**Required task 1**
Copy from the court opinion, beginning at the words "The opinion of" and ending after the words "immigrant visa request.".

**Selection**

-.-.-

The opinion of the court was delivered by: BECKER
This case presents the question whether the Freedom of Information Act ("FOIA"), 5 U.S.C. § 552 (1976), exempts from its general mandate of disclosure certain United States Department of State documents pertaining to the denial of an immigrant visa request.
Plaintiffs are Dr. Anselmo De Laurentiis, an Italian citizen currently residing in Italy, and his wife, Fiorinda, a native-born United States citizen currently residing in Philadelphia. Defendant is the Secretary of State, Alexander M. Haig, Jr. The case came before us on cross motions for summary judgment. On October 30, 1981, we entered an order denying plaintiffs' motion and granting that of defendant, with the notation that a memorandum setting forth our reasons would follow. This is that memorandum, which commences with a recitation of the undisputed background facts.
Sometime prior to August 1979 Dr. De Laurentiis applied for an immigration visa in order to join his wife in this country. That application was denied. In August 1979, believing that they could obtain information pertaining to Dr. De Laurentiis' visa denial, plaintiffs, acting through counsel, sought access to certain immigration and visa files held by the United States Consulate General in Naples, Italy. Plaintiffs were informed that these files had been transferred to the Department of State in Washington, D.C., and plaintiffs accordingly pursued their request there. On December 7, 1979, the Visa Services Director of the Department of State informed them that the desired documents would not be produced because they were exempt from disclosure under FOIA § 552(b)(1) ("exemption 1").

-.-.-

Region labeling records
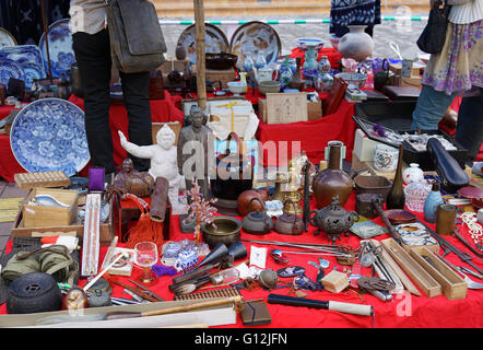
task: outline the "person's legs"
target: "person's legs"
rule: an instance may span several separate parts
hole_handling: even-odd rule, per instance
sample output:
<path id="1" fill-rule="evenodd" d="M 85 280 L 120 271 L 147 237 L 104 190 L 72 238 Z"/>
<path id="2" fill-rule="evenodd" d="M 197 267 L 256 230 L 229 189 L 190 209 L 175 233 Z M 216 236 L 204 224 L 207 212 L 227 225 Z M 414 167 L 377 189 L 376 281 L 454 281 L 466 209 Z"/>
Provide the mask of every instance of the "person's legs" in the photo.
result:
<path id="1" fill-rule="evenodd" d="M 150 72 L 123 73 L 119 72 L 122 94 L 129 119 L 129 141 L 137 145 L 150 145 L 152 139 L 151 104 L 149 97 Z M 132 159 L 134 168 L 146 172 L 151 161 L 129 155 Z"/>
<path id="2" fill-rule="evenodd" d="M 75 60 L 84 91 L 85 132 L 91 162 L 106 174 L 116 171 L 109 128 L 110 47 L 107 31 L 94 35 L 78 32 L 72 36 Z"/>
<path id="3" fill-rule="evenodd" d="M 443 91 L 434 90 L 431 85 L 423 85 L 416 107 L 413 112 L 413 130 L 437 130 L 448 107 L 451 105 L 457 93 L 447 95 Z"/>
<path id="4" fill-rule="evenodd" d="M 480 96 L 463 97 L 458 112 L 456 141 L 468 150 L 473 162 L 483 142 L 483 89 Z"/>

-.-.-

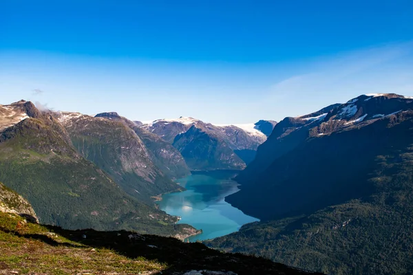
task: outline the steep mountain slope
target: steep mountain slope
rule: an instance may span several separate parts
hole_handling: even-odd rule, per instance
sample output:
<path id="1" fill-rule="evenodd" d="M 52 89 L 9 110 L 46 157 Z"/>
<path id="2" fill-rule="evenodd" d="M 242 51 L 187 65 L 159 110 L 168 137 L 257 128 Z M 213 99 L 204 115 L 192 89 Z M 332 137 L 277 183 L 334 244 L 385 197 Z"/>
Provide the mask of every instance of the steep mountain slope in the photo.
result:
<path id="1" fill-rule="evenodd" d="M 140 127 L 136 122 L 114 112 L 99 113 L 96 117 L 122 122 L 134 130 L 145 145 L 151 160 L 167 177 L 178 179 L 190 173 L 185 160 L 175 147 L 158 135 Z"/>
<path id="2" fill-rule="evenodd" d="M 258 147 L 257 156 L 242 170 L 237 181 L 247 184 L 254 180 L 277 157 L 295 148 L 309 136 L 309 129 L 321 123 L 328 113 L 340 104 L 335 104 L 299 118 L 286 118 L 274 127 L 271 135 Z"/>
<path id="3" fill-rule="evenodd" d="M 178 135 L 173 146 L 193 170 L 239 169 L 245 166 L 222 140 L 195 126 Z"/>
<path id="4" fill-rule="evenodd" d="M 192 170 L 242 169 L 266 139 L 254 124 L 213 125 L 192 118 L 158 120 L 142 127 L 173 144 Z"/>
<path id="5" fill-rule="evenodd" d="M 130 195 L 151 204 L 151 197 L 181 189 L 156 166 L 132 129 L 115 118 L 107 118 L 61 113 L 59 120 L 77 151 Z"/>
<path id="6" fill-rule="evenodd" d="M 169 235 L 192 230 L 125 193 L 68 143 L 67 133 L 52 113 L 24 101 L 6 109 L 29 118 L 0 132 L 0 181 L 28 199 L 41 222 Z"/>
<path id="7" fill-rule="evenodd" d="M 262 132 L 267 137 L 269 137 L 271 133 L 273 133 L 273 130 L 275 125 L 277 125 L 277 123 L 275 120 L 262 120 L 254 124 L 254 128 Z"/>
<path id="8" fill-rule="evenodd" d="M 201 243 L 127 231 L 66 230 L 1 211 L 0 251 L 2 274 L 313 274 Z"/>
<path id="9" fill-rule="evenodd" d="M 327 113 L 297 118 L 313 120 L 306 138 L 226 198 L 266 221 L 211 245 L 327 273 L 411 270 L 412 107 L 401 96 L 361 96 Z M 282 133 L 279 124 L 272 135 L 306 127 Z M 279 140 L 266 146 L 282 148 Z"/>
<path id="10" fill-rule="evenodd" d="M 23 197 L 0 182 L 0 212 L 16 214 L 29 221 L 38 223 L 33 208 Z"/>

-.-.-

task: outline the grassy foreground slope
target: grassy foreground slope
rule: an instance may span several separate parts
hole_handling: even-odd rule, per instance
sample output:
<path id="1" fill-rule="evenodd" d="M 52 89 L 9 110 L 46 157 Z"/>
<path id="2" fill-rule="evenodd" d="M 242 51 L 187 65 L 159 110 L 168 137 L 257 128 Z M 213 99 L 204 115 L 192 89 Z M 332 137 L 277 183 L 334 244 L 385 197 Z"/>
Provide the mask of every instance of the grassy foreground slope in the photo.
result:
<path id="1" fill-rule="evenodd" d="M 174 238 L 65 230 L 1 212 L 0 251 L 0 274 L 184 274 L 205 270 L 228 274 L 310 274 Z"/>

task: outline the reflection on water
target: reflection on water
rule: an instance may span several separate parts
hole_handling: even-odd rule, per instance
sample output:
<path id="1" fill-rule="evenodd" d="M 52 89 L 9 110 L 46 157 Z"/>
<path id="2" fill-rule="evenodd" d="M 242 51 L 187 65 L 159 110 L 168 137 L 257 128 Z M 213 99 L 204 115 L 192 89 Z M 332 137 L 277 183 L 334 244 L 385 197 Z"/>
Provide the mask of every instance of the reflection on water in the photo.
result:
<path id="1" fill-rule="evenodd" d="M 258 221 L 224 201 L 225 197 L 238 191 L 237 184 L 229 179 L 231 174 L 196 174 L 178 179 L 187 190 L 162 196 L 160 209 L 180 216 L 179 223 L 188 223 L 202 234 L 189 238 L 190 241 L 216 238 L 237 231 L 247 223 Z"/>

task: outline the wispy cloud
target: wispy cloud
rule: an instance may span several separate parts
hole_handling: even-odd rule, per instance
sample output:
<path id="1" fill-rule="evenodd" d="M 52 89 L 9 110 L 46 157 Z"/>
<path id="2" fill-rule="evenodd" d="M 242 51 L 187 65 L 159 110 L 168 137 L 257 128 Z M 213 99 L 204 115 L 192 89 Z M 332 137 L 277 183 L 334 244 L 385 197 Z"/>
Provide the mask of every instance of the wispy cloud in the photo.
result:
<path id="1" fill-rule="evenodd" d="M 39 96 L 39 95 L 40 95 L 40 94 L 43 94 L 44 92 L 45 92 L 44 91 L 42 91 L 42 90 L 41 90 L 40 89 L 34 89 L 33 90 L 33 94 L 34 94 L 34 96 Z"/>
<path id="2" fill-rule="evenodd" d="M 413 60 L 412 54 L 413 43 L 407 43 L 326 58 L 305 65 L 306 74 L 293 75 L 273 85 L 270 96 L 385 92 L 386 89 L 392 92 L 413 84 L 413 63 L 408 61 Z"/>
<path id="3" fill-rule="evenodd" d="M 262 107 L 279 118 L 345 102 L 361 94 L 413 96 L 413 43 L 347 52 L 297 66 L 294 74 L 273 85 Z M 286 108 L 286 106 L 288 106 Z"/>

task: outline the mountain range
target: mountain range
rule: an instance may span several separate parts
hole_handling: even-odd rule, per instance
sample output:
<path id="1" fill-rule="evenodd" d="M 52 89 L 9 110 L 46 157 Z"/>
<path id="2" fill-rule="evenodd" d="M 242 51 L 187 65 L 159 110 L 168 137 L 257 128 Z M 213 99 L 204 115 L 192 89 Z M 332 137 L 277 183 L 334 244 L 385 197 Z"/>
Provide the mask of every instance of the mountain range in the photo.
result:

-.-.-

**Required task 2**
Return only the lines of the records from the one that contains "task: outline the reflection on water" through the one that contains "258 221 L 224", swapping "reflection on water" for "reflection on the lake" and leaving everything else unchanged.

**Final answer 1**
The opinion of the court was delivered by: BECKER
This case presents the question whether the Freedom of Information Act ("FOIA"), 5 U.S.C. § 552 (1976), exempts from its general mandate of disclosure certain United States Department of State documents pertaining to the denial of an immigrant visa request.

**Final answer 2**
task: outline the reflection on the lake
target: reflection on the lake
rule: an instance may span several separate parts
hole_handling: even-odd rule, per instance
sample output:
<path id="1" fill-rule="evenodd" d="M 52 89 L 9 110 L 46 157 Z"/>
<path id="2" fill-rule="evenodd" d="M 242 51 L 187 65 L 159 110 L 168 137 L 257 128 Z M 213 99 L 204 115 L 192 89 Z M 332 137 L 277 183 L 334 244 L 385 197 Z"/>
Provide the mask of every instance of the reflection on the lake in the photo.
result:
<path id="1" fill-rule="evenodd" d="M 258 221 L 224 201 L 225 197 L 238 191 L 237 184 L 229 179 L 231 174 L 196 174 L 178 179 L 187 190 L 162 196 L 160 209 L 180 216 L 179 223 L 188 223 L 202 234 L 189 238 L 190 241 L 216 238 L 237 231 L 247 223 Z"/>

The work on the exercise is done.